◆ Görev 1 ◆
Metinde "aşağıda gömlekler var" sözleriyle başlayan paragrafı, ana bilgilerini koruyarak daha kısa biçimde yeniden yazın.

-
3451.
0reserved
-
3452.
+1madoya gittiğimde saat 9 olmamıstı daha.
kepenkler yeni kalkmıs amk belli.
içeri girdim ama içerde geçen çalıştığım zaman benle dukkanı acan abi yoktu.
onun yerine yaslı bi adam gelmiş.
"selamın aleyküm" dedim girdim içeri.
adamın haberi var amk benim geleceğimden ama tanımadı tabii. alnımda bu cocuk mado'da çalışacak yazmıyodu.
"aleyküm selam. hoşgeldiniz" dedi yavsak tezgahtar gülüşü ile.
"abi ben adnan" dediğimde o gülüşün biraz değiştiğini gördüm amk.
yine gülüyodu da elemana ilk gün gülüşü idi bu seferki.
"hoşgeldin oğlum" dedi
"hoşbulduk" dedim
kendini tanıttı. bizim patronun kayınpederiymiş amk.
sabahları o açıyomus dukkanı. daha önce de orda çalıştığımı sabah kendisini görmediği söyledim. o da basladı amk kafa gibmeye. ağzımı gibeyim ne sorduysam.
emekli maaslarının yetersizliğinden girdi, hayatın zorluğundan çıktı, şükretmenin öneminin yanına park etti indik amk muhabbetten.
o konusmayı bitirdiğinde o kadar emeklilik ile ilgili sey dinlemiştim ki sgk uzmanı ali tezel yanımda çırak olamazdı amk.
"aşağıda gömlekler var. onlardan al 2 tane kendi bedenine göre. birini şimdi giyersin digerini de eve zütürsün" dedi. ben yerini falan bildiğimden cok soru sormadan "tamam" dedim sadece ve indim depoya doğru eskisi gibi amk -
3453.

◆ İşlenecek kayıtlar ◆
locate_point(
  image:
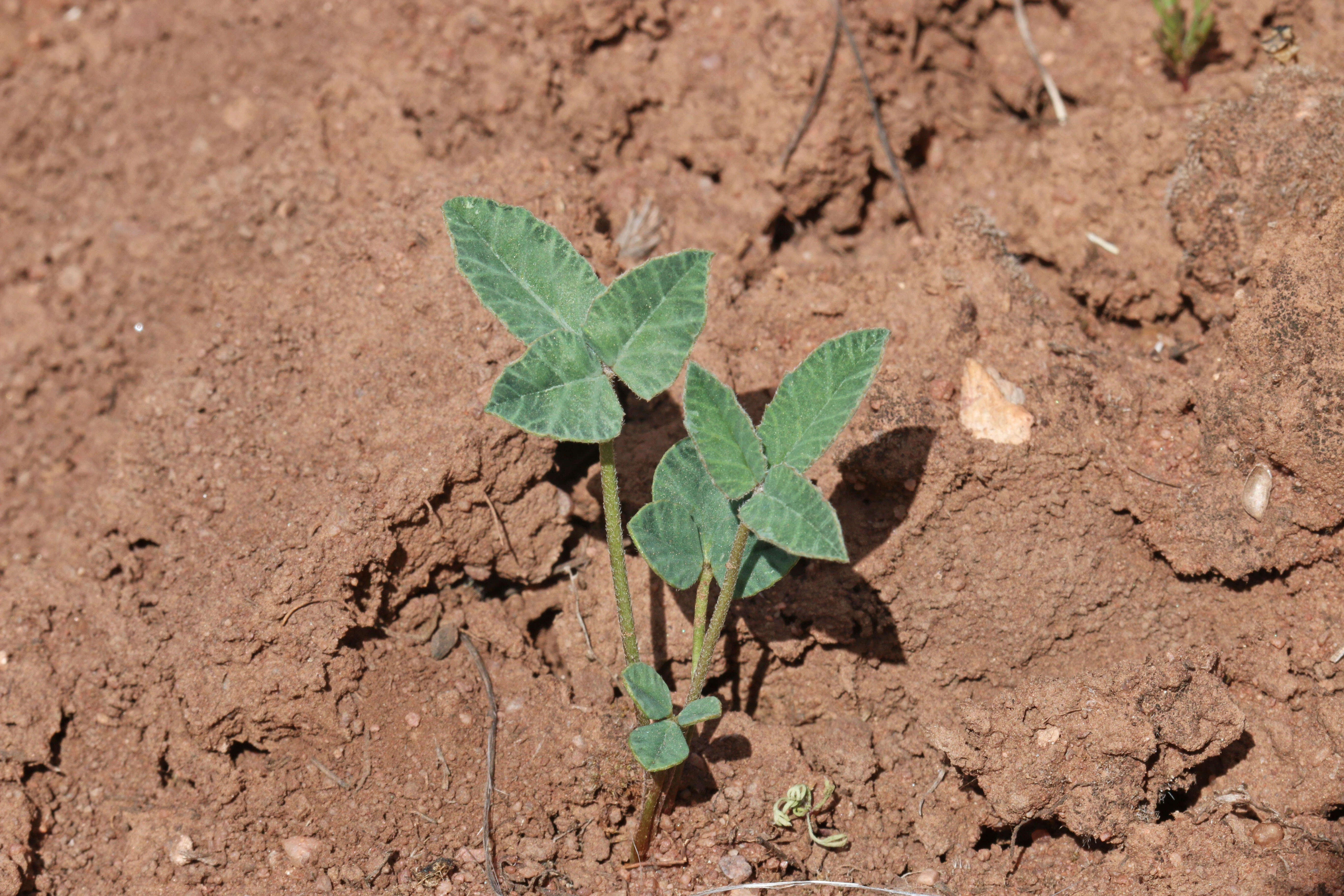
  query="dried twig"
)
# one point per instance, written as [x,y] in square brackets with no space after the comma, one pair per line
[578,613]
[490,764]
[369,762]
[943,773]
[784,884]
[877,116]
[1154,479]
[1056,100]
[501,530]
[816,100]
[330,774]
[307,604]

◆ Görev 2 ◆
Yukarıdaki kayıtların bütün satırlarını hiçbir değişiklik yapmadan yazın, resimleri yanıta koymayın.

◆ Görev sonucu 1 ◆
Yaşlı adam, aşağıda gömlekler olduğunu söyledi. Bedenine uygun iki tane alınmasını, birinin hemen giyilip diğerinin eve götürülmesini istedi. Anlatıcı yerini zaten bildiği için fazla soru sormadan "tamam" dedi ve eskisi gibi depoya indi.

◆ Görev sonucu 2 ◆
locate_point(
  image:
  query="dried twig"
)
# one point per instance, written as [x,y] in square brackets with no space after the comma, one pair per line
[578,613]
[490,764]
[369,762]
[943,773]
[784,884]
[877,116]
[1154,479]
[1056,100]
[501,530]
[816,100]
[330,774]
[307,604]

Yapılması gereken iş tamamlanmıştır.